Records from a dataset
★ ★ ★

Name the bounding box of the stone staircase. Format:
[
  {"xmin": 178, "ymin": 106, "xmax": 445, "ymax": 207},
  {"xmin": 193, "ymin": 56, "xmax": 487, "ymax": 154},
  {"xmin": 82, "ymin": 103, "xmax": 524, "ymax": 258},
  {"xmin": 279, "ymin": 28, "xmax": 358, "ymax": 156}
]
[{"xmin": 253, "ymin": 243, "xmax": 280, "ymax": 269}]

★ ★ ★

▸ **YOUR GOAL**
Gather every line in the items above that contains the string "xmin". Case counts.

▸ **OUTPUT**
  {"xmin": 178, "ymin": 106, "xmax": 445, "ymax": 207},
  {"xmin": 193, "ymin": 56, "xmax": 487, "ymax": 154},
  {"xmin": 82, "ymin": 103, "xmax": 524, "ymax": 258},
  {"xmin": 279, "ymin": 28, "xmax": 358, "ymax": 156}
[{"xmin": 253, "ymin": 243, "xmax": 280, "ymax": 269}]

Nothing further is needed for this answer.